#### [PROBLEM DESCRIPTION]
Look through the material below and give the number of lines where the string "grass" occurs, with nothing added.

#### [INFORMATION SUPPLIED]

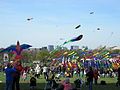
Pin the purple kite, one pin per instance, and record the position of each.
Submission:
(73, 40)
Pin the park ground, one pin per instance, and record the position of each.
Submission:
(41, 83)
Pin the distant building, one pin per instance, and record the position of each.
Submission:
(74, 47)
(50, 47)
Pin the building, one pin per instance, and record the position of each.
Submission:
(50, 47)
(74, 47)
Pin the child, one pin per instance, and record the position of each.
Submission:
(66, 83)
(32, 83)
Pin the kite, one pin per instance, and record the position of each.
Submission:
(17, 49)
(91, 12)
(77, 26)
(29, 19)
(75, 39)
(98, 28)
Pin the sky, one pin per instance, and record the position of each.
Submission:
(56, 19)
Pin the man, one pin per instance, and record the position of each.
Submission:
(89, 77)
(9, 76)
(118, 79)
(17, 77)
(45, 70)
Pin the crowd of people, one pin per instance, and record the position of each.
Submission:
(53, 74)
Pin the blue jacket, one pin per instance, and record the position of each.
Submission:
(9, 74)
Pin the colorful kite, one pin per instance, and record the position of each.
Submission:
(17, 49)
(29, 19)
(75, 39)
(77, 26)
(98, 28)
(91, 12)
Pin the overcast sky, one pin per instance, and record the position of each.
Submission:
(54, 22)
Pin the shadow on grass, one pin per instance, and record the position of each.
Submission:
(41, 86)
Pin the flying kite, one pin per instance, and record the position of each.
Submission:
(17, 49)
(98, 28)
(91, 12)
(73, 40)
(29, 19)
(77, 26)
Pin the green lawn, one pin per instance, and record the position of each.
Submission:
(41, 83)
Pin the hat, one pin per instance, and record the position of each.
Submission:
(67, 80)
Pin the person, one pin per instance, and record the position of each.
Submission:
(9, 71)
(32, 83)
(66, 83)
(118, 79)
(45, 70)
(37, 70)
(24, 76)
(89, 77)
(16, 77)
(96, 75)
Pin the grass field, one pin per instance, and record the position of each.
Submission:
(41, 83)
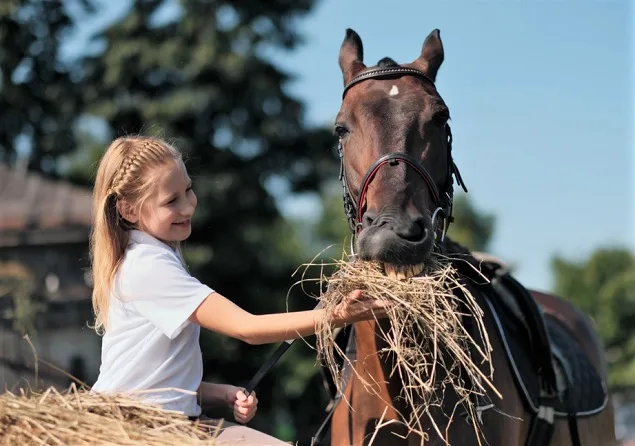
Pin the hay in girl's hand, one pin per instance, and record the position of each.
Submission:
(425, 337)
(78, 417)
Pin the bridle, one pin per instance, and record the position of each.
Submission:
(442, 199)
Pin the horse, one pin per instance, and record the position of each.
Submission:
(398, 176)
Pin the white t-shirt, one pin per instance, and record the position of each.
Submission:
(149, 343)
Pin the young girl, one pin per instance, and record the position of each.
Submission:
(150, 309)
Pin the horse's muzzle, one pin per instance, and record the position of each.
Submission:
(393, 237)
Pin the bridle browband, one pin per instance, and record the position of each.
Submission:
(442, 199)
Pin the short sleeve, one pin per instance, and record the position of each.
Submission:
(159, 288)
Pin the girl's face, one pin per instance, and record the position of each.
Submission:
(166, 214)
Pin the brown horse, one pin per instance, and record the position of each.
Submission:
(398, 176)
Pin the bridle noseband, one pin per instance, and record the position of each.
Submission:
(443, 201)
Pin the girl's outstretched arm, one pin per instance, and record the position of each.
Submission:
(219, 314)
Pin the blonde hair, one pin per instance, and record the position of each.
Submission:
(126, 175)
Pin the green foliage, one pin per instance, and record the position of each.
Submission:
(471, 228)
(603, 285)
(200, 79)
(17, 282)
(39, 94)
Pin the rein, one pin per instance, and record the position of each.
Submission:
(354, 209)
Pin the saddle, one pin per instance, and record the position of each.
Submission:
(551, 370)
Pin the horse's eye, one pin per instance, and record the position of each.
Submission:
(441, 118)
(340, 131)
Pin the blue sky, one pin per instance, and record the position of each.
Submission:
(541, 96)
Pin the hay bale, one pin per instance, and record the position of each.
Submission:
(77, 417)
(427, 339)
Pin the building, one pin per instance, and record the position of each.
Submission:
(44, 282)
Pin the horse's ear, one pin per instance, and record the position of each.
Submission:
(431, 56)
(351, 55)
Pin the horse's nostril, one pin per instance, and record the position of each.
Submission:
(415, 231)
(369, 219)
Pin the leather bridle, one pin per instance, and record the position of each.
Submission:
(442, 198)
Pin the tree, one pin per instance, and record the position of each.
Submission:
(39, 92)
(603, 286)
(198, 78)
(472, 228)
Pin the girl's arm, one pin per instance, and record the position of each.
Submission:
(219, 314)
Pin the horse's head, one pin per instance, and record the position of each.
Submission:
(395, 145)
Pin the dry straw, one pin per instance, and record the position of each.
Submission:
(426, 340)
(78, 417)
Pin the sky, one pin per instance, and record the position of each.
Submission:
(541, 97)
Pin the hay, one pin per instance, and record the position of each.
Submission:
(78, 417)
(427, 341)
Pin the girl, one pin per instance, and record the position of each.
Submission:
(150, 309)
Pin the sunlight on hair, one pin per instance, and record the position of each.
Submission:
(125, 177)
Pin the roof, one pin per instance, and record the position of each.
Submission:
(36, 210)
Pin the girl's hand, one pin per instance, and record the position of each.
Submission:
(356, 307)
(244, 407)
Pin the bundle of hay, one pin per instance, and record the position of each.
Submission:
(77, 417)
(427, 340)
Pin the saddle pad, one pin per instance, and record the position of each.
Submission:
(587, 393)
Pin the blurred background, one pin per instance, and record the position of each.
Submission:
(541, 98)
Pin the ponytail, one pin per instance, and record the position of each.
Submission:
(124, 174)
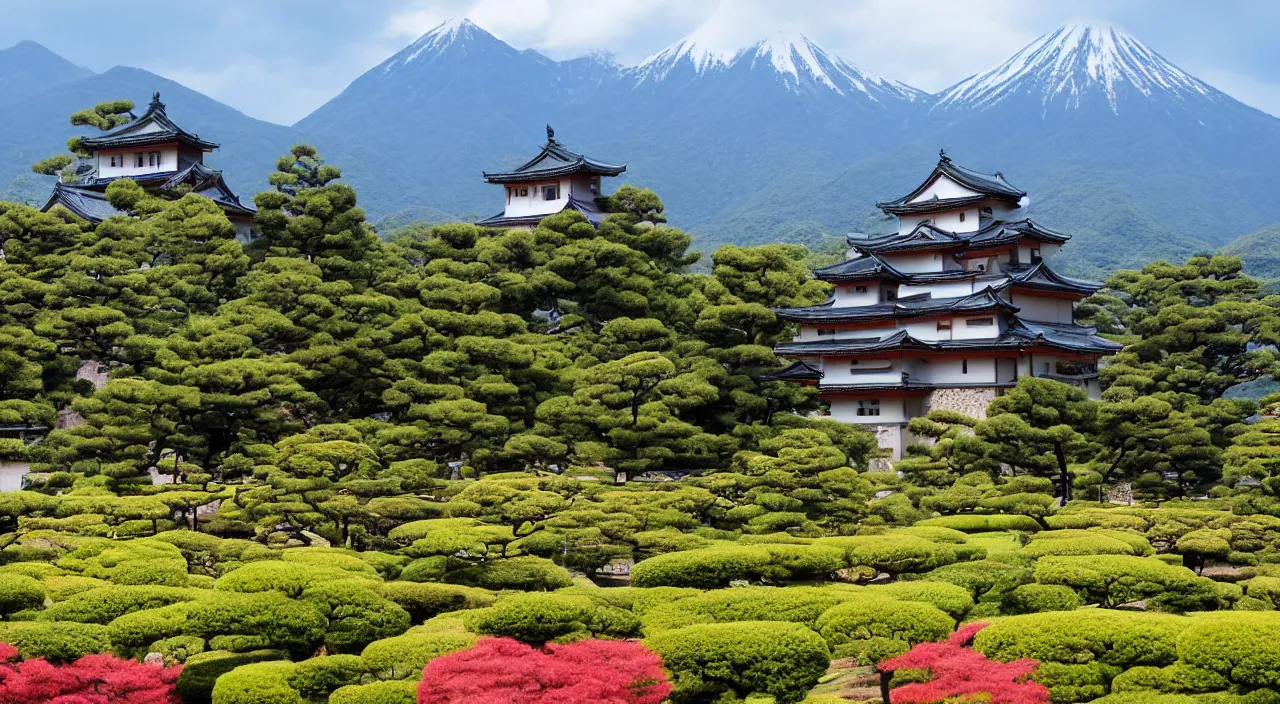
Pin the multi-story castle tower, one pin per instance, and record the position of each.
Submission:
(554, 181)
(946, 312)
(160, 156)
...
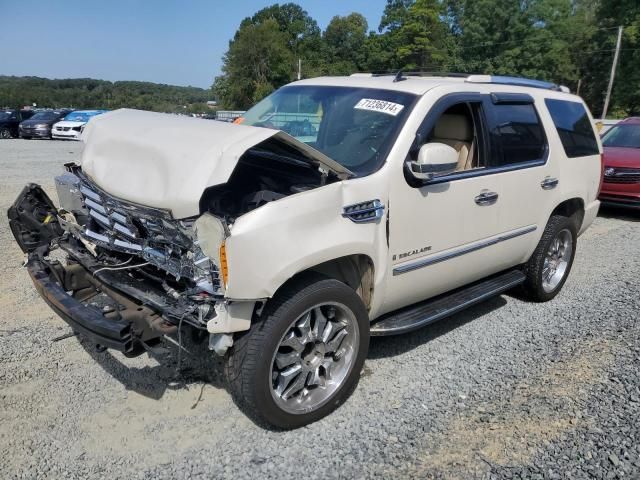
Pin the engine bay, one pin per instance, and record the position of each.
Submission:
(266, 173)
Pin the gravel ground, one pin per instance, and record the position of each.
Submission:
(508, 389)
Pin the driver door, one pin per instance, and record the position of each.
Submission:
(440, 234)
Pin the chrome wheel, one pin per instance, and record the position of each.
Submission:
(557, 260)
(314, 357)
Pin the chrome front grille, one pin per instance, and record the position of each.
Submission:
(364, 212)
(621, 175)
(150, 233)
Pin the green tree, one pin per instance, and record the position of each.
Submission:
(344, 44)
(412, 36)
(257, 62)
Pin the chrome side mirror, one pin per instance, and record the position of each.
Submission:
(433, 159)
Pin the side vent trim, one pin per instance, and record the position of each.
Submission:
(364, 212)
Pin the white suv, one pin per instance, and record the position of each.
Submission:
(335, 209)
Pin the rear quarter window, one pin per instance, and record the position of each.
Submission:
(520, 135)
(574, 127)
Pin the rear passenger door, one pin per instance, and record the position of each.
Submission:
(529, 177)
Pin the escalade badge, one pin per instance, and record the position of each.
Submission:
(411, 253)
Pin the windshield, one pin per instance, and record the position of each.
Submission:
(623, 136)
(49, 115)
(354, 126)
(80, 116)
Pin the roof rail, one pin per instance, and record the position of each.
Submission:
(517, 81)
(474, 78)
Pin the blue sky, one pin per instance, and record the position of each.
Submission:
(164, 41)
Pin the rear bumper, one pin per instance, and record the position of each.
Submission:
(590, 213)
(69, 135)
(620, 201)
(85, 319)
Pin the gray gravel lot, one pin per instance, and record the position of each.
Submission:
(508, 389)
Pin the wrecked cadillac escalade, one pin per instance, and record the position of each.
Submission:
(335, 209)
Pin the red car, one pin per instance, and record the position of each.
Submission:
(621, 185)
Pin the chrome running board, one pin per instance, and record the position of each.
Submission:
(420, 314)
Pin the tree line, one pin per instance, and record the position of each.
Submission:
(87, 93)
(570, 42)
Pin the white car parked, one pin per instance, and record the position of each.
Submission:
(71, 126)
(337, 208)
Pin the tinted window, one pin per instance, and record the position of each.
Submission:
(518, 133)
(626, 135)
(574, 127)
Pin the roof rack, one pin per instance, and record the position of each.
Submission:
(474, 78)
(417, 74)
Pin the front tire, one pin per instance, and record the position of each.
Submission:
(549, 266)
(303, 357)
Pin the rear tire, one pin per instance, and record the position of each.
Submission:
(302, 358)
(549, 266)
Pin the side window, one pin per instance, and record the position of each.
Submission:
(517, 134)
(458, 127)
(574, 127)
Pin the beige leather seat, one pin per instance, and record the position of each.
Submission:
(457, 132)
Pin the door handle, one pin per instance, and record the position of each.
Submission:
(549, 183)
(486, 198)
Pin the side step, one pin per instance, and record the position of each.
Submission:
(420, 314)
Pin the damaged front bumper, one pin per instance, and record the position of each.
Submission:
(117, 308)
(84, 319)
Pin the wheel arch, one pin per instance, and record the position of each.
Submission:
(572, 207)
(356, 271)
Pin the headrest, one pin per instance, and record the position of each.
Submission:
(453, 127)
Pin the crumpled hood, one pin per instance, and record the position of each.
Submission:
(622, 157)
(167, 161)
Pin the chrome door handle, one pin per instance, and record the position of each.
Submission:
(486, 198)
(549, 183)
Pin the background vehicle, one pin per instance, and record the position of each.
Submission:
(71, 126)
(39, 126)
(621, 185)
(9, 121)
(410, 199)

#### [RESPONSE]
2